---- Dataset excerpts

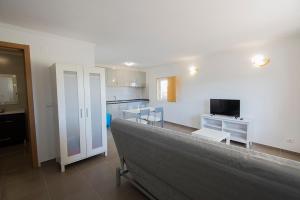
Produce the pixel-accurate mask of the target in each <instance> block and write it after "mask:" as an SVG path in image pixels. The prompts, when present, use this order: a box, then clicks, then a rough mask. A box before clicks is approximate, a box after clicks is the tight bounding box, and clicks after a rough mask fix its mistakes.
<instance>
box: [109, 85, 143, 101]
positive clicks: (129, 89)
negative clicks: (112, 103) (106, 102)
mask: <svg viewBox="0 0 300 200" xmlns="http://www.w3.org/2000/svg"><path fill="white" fill-rule="evenodd" d="M114 96H116V98H117V100H126V99H142V98H148V95H147V94H146V88H133V87H106V100H107V101H111V100H115V97H114Z"/></svg>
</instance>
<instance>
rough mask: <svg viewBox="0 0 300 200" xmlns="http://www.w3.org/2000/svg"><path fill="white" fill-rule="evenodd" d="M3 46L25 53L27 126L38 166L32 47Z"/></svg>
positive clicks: (13, 44)
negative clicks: (26, 90) (26, 105)
mask: <svg viewBox="0 0 300 200" xmlns="http://www.w3.org/2000/svg"><path fill="white" fill-rule="evenodd" d="M0 47H1V48H9V49H17V50H22V51H23V53H24V67H25V80H26V90H27V110H26V112H27V116H28V117H27V118H26V120H27V121H26V123H27V128H28V132H29V145H30V152H31V161H32V166H33V167H38V166H39V162H38V155H37V145H36V132H35V117H34V105H33V92H32V76H31V61H30V47H29V45H24V44H15V43H10V42H2V41H0Z"/></svg>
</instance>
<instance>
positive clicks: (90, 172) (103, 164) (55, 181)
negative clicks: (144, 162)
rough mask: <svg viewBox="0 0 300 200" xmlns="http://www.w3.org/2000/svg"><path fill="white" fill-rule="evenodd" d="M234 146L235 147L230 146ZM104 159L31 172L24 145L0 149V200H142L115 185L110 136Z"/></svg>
mask: <svg viewBox="0 0 300 200" xmlns="http://www.w3.org/2000/svg"><path fill="white" fill-rule="evenodd" d="M165 128H169V129H173V130H179V131H182V132H185V133H191V132H192V131H194V129H192V128H188V127H184V126H180V125H175V124H171V123H166V124H165ZM234 145H238V144H234ZM253 148H254V149H255V150H259V151H263V152H267V153H270V154H273V155H278V156H284V157H287V158H291V159H295V160H298V161H300V156H299V154H293V153H290V152H286V151H281V150H278V149H273V148H270V147H266V146H262V145H253ZM108 152H109V153H108V156H107V157H103V156H96V157H93V158H90V159H87V160H84V161H81V162H78V163H76V164H72V165H70V166H68V167H67V168H66V172H65V173H60V171H59V166H58V164H56V163H55V161H54V160H52V161H48V162H46V163H43V164H42V167H41V168H39V169H32V168H31V165H30V162H29V158H28V154H27V153H26V151H24V146H22V145H17V146H12V147H6V148H1V149H0V200H15V199H17V200H19V199H20V200H21V199H22V200H35V199H38V200H44V199H46V200H56V199H59V200H61V199H66V200H69V199H72V200H80V199H83V200H89V199H98V200H110V199H111V200H115V199H125V200H126V199H130V200H143V199H146V198H145V197H144V196H143V194H141V193H140V192H139V191H138V190H137V189H135V188H134V187H133V186H132V185H131V184H129V183H128V182H124V181H123V183H122V185H121V187H116V186H115V169H116V167H117V166H119V160H118V154H117V151H116V148H115V145H114V141H113V138H112V135H111V133H110V131H109V133H108Z"/></svg>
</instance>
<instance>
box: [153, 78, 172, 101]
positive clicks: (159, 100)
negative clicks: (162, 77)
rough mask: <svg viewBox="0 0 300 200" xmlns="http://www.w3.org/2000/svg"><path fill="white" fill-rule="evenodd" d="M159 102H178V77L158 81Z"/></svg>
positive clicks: (160, 78)
mask: <svg viewBox="0 0 300 200" xmlns="http://www.w3.org/2000/svg"><path fill="white" fill-rule="evenodd" d="M157 100H158V101H168V102H176V77H175V76H172V77H165V78H158V79H157Z"/></svg>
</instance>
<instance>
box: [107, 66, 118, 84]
mask: <svg viewBox="0 0 300 200" xmlns="http://www.w3.org/2000/svg"><path fill="white" fill-rule="evenodd" d="M117 72H118V70H116V69H110V68H107V69H106V70H105V76H106V86H108V87H114V86H118V77H117V76H118V75H117Z"/></svg>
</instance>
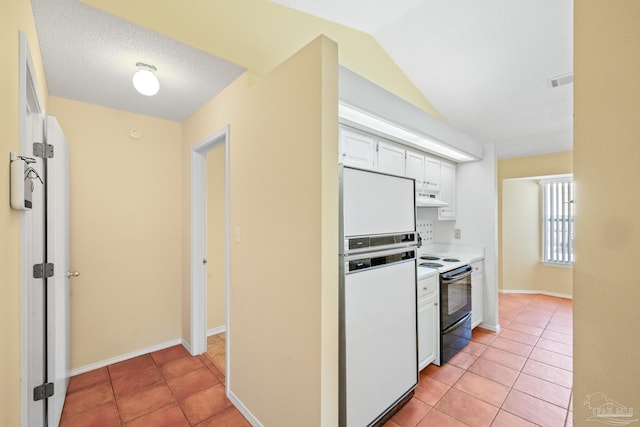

--------

_Try it_.
Please give again the lines above between the line holding "positive clicks: (90, 172)" and the line holding "negative clicks: (144, 162)", inclusive, exactly as they are and with nothing added.

_Response below_.
positive clicks: (90, 172) (103, 164) (55, 181)
negative clicks: (144, 162)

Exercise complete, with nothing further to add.